### What is needed
Reproduce every row below character for character, but leave out the pictures.

### Provided data
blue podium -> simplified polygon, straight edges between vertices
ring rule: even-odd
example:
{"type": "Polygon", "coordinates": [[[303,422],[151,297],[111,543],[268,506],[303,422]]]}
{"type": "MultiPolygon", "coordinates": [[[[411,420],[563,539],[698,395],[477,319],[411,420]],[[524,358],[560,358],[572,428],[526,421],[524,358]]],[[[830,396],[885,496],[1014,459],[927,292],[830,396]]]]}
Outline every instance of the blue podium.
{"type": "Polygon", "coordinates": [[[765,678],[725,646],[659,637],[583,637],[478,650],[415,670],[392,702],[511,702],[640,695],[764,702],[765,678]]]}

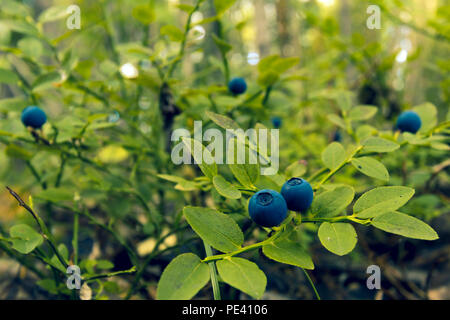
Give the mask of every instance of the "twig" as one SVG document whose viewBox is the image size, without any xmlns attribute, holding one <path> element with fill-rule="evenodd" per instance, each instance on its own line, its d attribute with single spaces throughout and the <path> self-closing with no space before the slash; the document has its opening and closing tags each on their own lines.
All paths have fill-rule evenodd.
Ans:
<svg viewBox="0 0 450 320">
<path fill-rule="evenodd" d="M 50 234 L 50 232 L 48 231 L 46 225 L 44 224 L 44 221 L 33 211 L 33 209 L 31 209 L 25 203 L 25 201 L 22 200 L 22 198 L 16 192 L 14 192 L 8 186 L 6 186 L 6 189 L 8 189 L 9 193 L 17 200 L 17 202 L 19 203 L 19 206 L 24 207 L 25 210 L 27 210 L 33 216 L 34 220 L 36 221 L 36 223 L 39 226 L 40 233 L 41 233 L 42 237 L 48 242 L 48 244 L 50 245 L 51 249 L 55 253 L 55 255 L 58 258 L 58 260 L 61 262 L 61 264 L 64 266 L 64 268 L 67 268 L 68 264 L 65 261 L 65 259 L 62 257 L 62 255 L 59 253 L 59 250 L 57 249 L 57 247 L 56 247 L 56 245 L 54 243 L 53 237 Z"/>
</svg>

### Solution
blue podium -> simplified polygon, straight edges between vertices
ring rule: even-odd
example:
{"type": "Polygon", "coordinates": [[[303,422],[151,297],[111,543],[268,506],[303,422]]]}
{"type": "MultiPolygon", "coordinates": [[[[411,420],[563,539],[698,395],[477,319],[411,420]],[[524,358],[560,358],[572,428],[526,421],[524,358]]],[[[830,396],[885,496],[1014,459],[927,292],[830,396]]]]}
Outline every instance of the blue podium.
{"type": "Polygon", "coordinates": [[[765,678],[725,646],[659,637],[583,637],[478,650],[415,670],[392,702],[511,702],[640,695],[764,702],[765,678]]]}

Give the mask of every instance of the "twig" as one SVG document whose viewBox is the image size, without any xmlns attribute, holding one <path> element with fill-rule="evenodd" per instance, each instance on its own line, its d attribute with single spaces throughout and the <path> self-closing with no space before the slash; the document has its opening and closing tags each on their own lines.
All paths have fill-rule evenodd.
Ans:
<svg viewBox="0 0 450 320">
<path fill-rule="evenodd" d="M 50 234 L 50 232 L 48 231 L 46 225 L 44 224 L 44 221 L 33 211 L 33 209 L 31 209 L 25 203 L 25 201 L 22 200 L 22 198 L 16 192 L 14 192 L 8 186 L 6 186 L 6 189 L 8 189 L 9 193 L 17 200 L 17 202 L 19 203 L 19 206 L 24 207 L 25 210 L 27 210 L 33 216 L 34 220 L 36 221 L 36 223 L 39 226 L 40 233 L 41 233 L 42 237 L 48 242 L 48 244 L 50 245 L 51 249 L 55 253 L 55 255 L 58 258 L 58 260 L 61 262 L 61 264 L 64 266 L 64 268 L 67 268 L 68 264 L 65 261 L 65 259 L 62 257 L 62 255 L 59 253 L 59 250 L 57 249 L 57 247 L 56 247 L 56 245 L 54 243 L 53 237 Z"/>
</svg>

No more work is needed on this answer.